-- Extract to read follows --

There are many who believe that good leadership is a function of one’s natural characteristics and predispositions. This view is consistent with the claims that assert that the best leaders and managers have differently programmed brains and thus have genetic traits of good leaders. These claims strive to prove leadership as partly hereditary and dismiss the belief that the skills can be acquired via nurturing. But the opposite view, that a good leader is a product of their environment, which in many cases can be designed to develop leaders, is also quite common.

 

So is it nature or nurture that determines whether someone will be a good leader? The truth is likely to lie somewhere in the middle. For while individual personality traits help you become a good leader, things like leadership and management development program (MDP), industry knowledge, experience, and training provided by an established b school are essential for any kind of professional success.

 

Leadership is not only taking control and being able to guide people but being able to relate to people also so one’s genes and natural traits are strong determinants of their personality and can go a long way towards determining the extent to which that individual relates and/or genuinely cares for others.

 

That said, most people in organisational leadership will tell you that experience and mentoring are the two key factors in producing a good leader. Essentially, if even if one believes that they have the drive, motivation, and talent to become a good leader, you should surround yourself with the right people and resources, and get on the path to becoming a leader right from today.

 

Als,o nurture can be an influence for life experiences can strengthen a person so that they learn to be a strong individual who wants to stand up for their beliefs and opinions and guide others to do the same. People have to understand their selves before they try to understand others. A leader has to take control of his or her emotions. Once they can control themselves they can more effectively guide others and be a leader.

-- Extract to read concluded --
-- Provided data follows --

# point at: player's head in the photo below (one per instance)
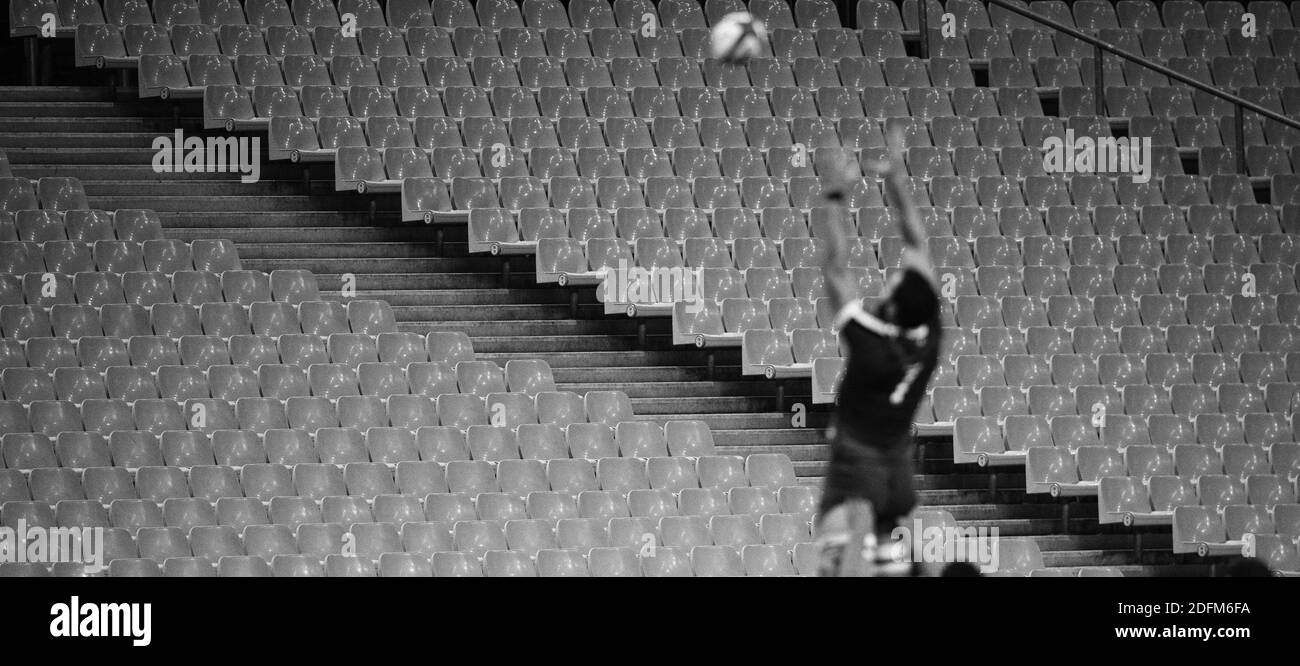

-- Provided data concluded --
-- Provided data follows --

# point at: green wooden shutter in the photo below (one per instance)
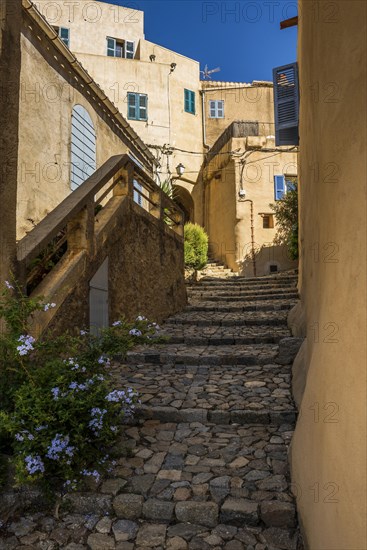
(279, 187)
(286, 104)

-- Provided data concluded --

Output the passage of the leadership text from "Leadership is not" up to and including "right from today.", copied word for word.

Leadership is not only taking control and being able to guide people but being able to relate to people also so one’s genes and natural traits are strong determinants of their personality and can go a long way towards determining the extent to which that individual relates and/or genuinely cares for others.

 

That said, most people in organisational leadership will tell you that experience and mentoring are the two key factors in producing a good leader. Essentially, if even if one believes that they have the drive, motivation, and talent to become a good leader, you should surround yourself with the right people and resources, and get on the path to becoming a leader right from today.